Opinión

Cretinismo de luxe

Cretinismo de luxe

Inmaculada Urrea

21 feb 2023

No soy amante del insulto, pero sí de llamar a las cosas por su nombre. La Real Academia Española de la lengua define el cretinismo como ‘estupidez, idiotez, falta de talento’, lo que me viene fenomenal para hablar de Kering y sus luces, ese conglomerado (nunca mejor dicho) de empresas (que no marcas) que vende cosas a precios muy caros, con directores creativos que hacen lo que les da la gana, con tal de epatar y dar espectáculo y así (supuestamente) vender más.

 

Porque he ahí la clave: vender más y nada más. Es lo único que interesa a los conglomerados y sus partes interesadas financieramente. Que en su día Henry Ford dijera que “Un negocio que sólo da dinero, es un mal negocio” no importa. Una boutade sin importancia porque, como todo el mundo sabe, el objetivo número 1 de cualquier empresa es ganar la mayor cantidad de dinero posible. Así, a palo seco. Y, claro, entonces, pasa lo que nos pasa.

 

El viernes pasado este medio publicaba que Kering va a crear un nuevo puesto: el de director de protección de marca, tras el escándalo de Balenciaga. Al leerlo, la verdad, primero me entró la risa y, acto seguido, el cabreo. “La compañía francesa de lujo está en proceso de crear una posición dedicada a supervisar “la seguridad de sus marcas”, revisando y poniendo en duda las campañas publicitarias antes de su lanzamiento”, explicaba Modaes.

 

 

 

 

Really, François-Henri? El cretinismo no tiene fronteras, mon cher. Vamos a ver, si tienes una marca, tienes unos valores que respetar y un propósito que los refleja. PUNTO. Es de párvulos de branding, esa asignatura pendiente en casi todas las mal llamadas marcas de lujo. Y esos valores y ese propósito no cambian cada dos por tres, Monsieur Pinault, evolucionan con el tiempo. La esencia debe permanecer -coherencia dixit-, porque si no, la marca desaparece y se convierte simplemente en un nombre usado, sin un significado detrás, más que el que al tontolaba de turno contratado como director artístico o similar le dé la gana, que puede ser uno hoy y otro mañana. Y ello con el beneplácito de su CEO, obviamente. Sin un brandbook que respetar, ya me dirán ustedes. ‘La marca soy yo’ y, cuando me vaya, la marca será otro, y así hasta el infinito, mientras se venda a los borreguiquis de turno, que, de la marca, sólo conocen el logo.
________________________________________
* _Instrucciones_:
- A) Reproduce literalmente el pasaje de la columna sobre Kering que va desde "Inmaculada Urrea" hasta "(supuestamente) vender más.", incluidas ambas partes.
- B) Escribe la continuación de la columna sobre Kering a partir de su última frase.
El listado es material aparte y no pertenece a la columna sobre Kering.
________________________________________
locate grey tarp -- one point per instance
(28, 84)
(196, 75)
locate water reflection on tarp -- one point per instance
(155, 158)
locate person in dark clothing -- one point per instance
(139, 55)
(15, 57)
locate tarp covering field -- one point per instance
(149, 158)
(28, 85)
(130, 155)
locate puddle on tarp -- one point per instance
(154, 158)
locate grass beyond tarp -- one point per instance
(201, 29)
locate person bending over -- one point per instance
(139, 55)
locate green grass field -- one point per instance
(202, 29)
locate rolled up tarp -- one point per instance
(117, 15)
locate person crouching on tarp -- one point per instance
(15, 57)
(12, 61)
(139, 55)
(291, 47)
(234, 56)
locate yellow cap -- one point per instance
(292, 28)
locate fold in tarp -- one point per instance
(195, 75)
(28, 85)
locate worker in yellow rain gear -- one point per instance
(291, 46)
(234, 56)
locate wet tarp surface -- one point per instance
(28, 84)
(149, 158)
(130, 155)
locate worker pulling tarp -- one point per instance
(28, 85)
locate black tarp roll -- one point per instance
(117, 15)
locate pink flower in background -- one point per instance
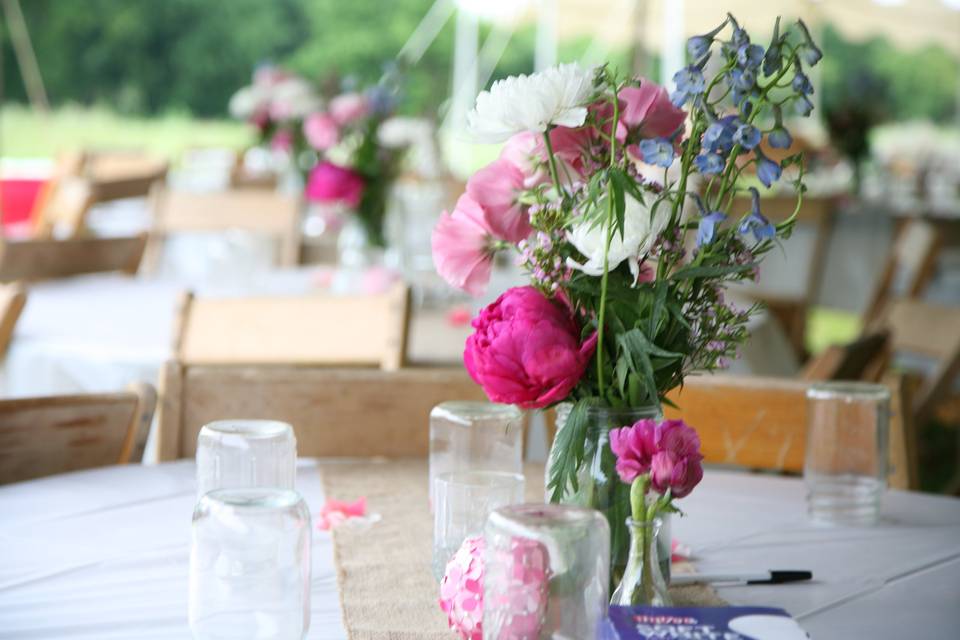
(634, 447)
(526, 349)
(677, 463)
(495, 189)
(648, 110)
(461, 244)
(282, 141)
(321, 131)
(349, 107)
(329, 182)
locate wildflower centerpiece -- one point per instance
(616, 197)
(355, 168)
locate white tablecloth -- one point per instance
(104, 554)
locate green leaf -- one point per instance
(712, 272)
(566, 454)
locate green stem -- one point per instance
(552, 160)
(606, 248)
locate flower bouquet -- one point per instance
(616, 198)
(355, 168)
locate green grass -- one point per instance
(830, 326)
(25, 133)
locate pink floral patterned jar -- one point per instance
(546, 572)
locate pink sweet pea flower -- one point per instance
________________________________________
* _Respuestas_:
- A)
Inmaculada Urrea

21 feb 2023

No soy amante del insulto, pero sí de llamar a las cosas por su nombre. La Real Academia Española de la lengua define el cretinismo como ‘estupidez, idiotez, falta de talento’, lo que me viene fenomenal para hablar de Kering y sus luces, ese conglomerado (nunca mejor dicho) de empresas (que no marcas) que vende cosas a precios muy caros, con directores creativos que hacen lo que les da la gana, con tal de epatar y dar espectáculo y así (supuestamente) vender más.

- B)
Lo que le está pasando a Kering es el resultado de no tener valores que respetar y de pasarse por el forro herencia e identidad. Como para creerlo cuando habla de sostenibilidad. Es el resultado de no tener ni idea de lo que es el branding. Si necesitas un brand guardian para las campañas, es que no tienes un brand manager, y, si no tienes un brand manager, es que no tienes una marca, sino una empresa que vende cosas, con un departamento de marketing que va a su puta bola (con perdón). En este caso muy caras, pero cosas. Y es bien sabido por cualquier estudiante de primero de lujo, que, cuanto más caras son las cosas que vendes, más deben cuidarse los detalles de una marca, para generar WOW experiences en los clientes, en las que WOW significa coherencia con los valores que postulas y no las mamarrachadas que se le puedan pasar por la cabeza al tontolaba de turno.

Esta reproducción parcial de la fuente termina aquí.